> _Exercise details_
Are you able to retype all the records below exactly?

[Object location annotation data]
______

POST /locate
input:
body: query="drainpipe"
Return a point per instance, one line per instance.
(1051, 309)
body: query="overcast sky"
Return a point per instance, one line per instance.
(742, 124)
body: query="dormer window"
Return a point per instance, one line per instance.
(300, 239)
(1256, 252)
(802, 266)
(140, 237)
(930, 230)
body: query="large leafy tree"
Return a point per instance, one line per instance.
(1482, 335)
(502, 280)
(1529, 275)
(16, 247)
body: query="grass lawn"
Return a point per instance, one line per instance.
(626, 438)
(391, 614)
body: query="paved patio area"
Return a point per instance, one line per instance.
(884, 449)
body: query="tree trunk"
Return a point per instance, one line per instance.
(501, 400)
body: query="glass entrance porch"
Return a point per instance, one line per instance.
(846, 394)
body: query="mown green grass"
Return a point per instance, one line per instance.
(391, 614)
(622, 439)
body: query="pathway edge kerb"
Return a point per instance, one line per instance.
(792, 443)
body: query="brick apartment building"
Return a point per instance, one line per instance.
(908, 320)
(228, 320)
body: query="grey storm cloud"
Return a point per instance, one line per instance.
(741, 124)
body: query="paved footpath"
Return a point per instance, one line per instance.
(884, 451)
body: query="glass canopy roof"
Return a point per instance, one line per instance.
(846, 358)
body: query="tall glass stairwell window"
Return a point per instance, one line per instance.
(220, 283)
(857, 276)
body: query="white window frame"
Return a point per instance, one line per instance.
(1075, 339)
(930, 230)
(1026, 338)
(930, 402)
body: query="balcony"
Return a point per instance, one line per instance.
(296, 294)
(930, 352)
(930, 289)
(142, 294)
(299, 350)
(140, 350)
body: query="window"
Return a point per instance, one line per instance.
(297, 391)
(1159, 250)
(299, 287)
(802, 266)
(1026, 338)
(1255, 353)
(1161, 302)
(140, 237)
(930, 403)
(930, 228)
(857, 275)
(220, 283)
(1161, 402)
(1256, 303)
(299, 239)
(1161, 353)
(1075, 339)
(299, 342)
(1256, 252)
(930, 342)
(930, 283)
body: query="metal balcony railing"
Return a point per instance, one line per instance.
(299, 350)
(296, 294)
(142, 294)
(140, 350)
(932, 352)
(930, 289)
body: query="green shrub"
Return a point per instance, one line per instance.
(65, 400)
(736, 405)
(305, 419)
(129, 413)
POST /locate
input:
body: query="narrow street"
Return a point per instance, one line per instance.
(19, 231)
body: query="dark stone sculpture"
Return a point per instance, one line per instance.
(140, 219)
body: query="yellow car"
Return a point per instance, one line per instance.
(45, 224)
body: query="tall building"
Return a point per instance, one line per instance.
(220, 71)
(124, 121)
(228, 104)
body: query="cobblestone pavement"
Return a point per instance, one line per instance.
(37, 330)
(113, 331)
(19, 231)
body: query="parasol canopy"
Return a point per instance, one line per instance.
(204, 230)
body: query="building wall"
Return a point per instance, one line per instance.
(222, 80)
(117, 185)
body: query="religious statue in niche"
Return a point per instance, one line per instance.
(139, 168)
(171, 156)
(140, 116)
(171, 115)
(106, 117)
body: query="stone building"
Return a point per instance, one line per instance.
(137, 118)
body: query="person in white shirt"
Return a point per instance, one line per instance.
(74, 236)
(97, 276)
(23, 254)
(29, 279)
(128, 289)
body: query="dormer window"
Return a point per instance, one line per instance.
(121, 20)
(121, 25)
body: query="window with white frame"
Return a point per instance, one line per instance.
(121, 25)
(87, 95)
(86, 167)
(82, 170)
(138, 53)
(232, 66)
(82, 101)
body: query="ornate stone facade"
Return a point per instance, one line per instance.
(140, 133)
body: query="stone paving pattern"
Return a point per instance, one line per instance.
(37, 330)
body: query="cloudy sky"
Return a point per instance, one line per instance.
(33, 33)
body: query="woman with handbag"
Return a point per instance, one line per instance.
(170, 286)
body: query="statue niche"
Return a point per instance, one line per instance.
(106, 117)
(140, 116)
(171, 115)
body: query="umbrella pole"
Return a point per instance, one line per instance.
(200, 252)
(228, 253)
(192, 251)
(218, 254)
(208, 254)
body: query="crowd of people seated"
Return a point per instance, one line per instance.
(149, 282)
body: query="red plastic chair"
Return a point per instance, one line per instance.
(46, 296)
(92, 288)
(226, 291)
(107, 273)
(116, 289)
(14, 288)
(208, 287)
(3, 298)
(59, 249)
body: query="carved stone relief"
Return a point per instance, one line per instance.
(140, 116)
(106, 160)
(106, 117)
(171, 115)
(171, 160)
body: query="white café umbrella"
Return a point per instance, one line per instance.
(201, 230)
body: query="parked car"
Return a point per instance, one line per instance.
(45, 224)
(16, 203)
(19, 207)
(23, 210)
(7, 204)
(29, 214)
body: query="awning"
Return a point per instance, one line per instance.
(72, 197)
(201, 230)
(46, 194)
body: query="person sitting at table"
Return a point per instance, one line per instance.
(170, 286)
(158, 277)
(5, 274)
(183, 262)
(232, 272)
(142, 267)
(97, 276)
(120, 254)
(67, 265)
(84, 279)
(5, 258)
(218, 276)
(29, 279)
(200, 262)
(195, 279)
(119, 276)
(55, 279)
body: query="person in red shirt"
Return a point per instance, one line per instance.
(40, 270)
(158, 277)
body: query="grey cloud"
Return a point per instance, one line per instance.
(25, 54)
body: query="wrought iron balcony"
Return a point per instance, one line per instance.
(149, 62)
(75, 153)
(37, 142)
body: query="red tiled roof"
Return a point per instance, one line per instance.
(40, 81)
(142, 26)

______

> _Result of this task_
POST /locate
input:
body: query="drainpipe"
Return a point per instance, one line per instance.
(1051, 309)
body: query="overcast sky"
Return a point per instance, one line per instance.
(742, 124)
body: query="dormer window"
Return a point per instance, one line per instance.
(300, 239)
(1256, 252)
(802, 266)
(140, 237)
(930, 230)
body: query="large leafy tree"
Return a point per instance, one line per instance.
(1482, 335)
(502, 280)
(1529, 275)
(16, 247)
body: query="grass lawn"
Return a point per instance, one line per instance.
(626, 438)
(391, 614)
body: query="paved patio area"
Return a point per instance, one line per instance.
(884, 449)
body: query="tree trunk"
Return a point per instance, one line per instance.
(501, 400)
body: query="glass entrance porch"
Return a point per instance, one line per instance.
(846, 394)
body: query="mown green grass"
Return a point per instance, one line per instance.
(391, 614)
(622, 439)
body: query="pathway edge kerb"
Return a point per instance, one line per instance.
(792, 443)
body: query="brick apartment building"
Return a point per instance, one line per instance.
(908, 320)
(228, 320)
body: query="grey storm cloud"
Return a point per instance, one line per instance.
(741, 124)
body: query="paved footpath"
Return a point per instance, one line per instance.
(884, 451)
body: query="glass canopy roof"
Return a point per instance, one line per instance.
(846, 358)
body: query="tall glass stairwell window"
Return a point per instance, one line per instance.
(220, 283)
(857, 276)
body: query="white window frame"
Return a point per instance, one line per instance.
(1075, 339)
(930, 230)
(1026, 338)
(930, 402)
body: query="balcony"
Return a point per instance, one line per instance.
(296, 294)
(930, 352)
(930, 289)
(142, 294)
(299, 350)
(140, 350)
body: query="window"
Return a point per instance, one line per instance.
(297, 391)
(1159, 250)
(299, 287)
(802, 266)
(1026, 338)
(1255, 353)
(1161, 302)
(140, 237)
(930, 403)
(930, 228)
(857, 275)
(220, 283)
(1161, 402)
(1256, 303)
(299, 239)
(1161, 353)
(1075, 339)
(299, 342)
(1256, 252)
(930, 342)
(930, 283)
body: query="metal balcony railing"
Return a point per instance, one line per instance.
(299, 350)
(296, 294)
(142, 294)
(140, 350)
(932, 352)
(930, 289)
body: query="green shrub"
Return a point per instance, one line per instance.
(65, 400)
(736, 405)
(305, 419)
(129, 413)
POST /locate
input:
body: query="narrow street"
Return a point per instance, one line per instance.
(19, 231)
body: query="dark stone sculpture"
Return a point per instance, one line per instance.
(140, 219)
body: query="yellow car"
Return a point per instance, one line per instance.
(45, 224)
body: query="tall building"
Return a point per instance, one line per instance.
(220, 71)
(124, 121)
(228, 104)
body: query="cobblestone pavement"
Return a point per instance, one line per instance.
(37, 330)
(113, 331)
(19, 231)
body: query="parasol canopy"
Return a point per instance, one line per instance.
(204, 230)
body: query="building wall"
Return a point per instance, one line per instance.
(222, 80)
(117, 185)
body: query="religious statue in niche"
Return a point per instance, one line per instance.
(139, 168)
(171, 156)
(140, 116)
(171, 115)
(106, 117)
body: query="stone building"
Return a point per instance, one line per instance.
(137, 118)
body: query="person in white shirt"
Return a point per instance, one line per instance.
(74, 236)
(97, 276)
(23, 254)
(29, 279)
(128, 289)
body: query="dormer window"
Return a point per instance, one line per instance.
(121, 20)
(121, 25)
body: query="window with white frame"
Return a point per instance, one line per instance.
(121, 25)
(87, 95)
(86, 167)
(82, 170)
(138, 53)
(232, 66)
(82, 101)
body: query="ornate stone facade"
Return a point per instance, one line per instance.
(140, 133)
body: query="stone paving pattern"
Return a point per instance, one line per instance.
(37, 330)
body: query="cloudy sky"
Return a point per instance, one line per instance.
(33, 33)
body: query="woman with handbag"
Return a point per instance, one line per instance.
(170, 286)
body: query="statue niche"
Return a point per instance, one line per instance.
(106, 117)
(140, 116)
(171, 115)
body: query="umbrella pole"
Return a point per instance, one line per instance.
(200, 252)
(228, 253)
(192, 251)
(218, 254)
(208, 254)
body: query="crowd of people seated"
Return a point per instance, one line per instance.
(149, 282)
body: query="red plastic chair"
Return a point per instance, one line per instance.
(46, 296)
(92, 288)
(226, 291)
(107, 273)
(116, 289)
(14, 288)
(208, 287)
(3, 298)
(59, 249)
body: query="carved stone relief"
Return a point per instance, one line per instance.
(140, 116)
(106, 160)
(106, 117)
(171, 115)
(171, 160)
body: query="white café umbrella"
Return a point per instance, one line per instance.
(201, 230)
body: query="parked car"
Return a point per instance, one line per instance.
(45, 224)
(16, 203)
(19, 207)
(23, 210)
(7, 204)
(29, 214)
body: query="awning"
Return a point per instance, one line per instance.
(72, 197)
(201, 230)
(46, 194)
body: query="person sitting at table"
Return a point per instance, one line per instance.
(170, 286)
(158, 277)
(5, 274)
(183, 262)
(232, 272)
(142, 267)
(97, 276)
(120, 254)
(67, 265)
(84, 279)
(5, 258)
(218, 276)
(29, 279)
(200, 262)
(195, 279)
(119, 276)
(55, 279)
body: query="person in red shirt"
Return a point per instance, one line per instance.
(40, 270)
(158, 277)
body: query="grey cloud"
Return a point per instance, one line per instance.
(25, 54)
body: query="wrought iron balcony"
Return a point per instance, one line per instance.
(149, 62)
(75, 153)
(37, 142)
body: query="red tiled roof"
Return a point per instance, one line per instance.
(40, 81)
(142, 26)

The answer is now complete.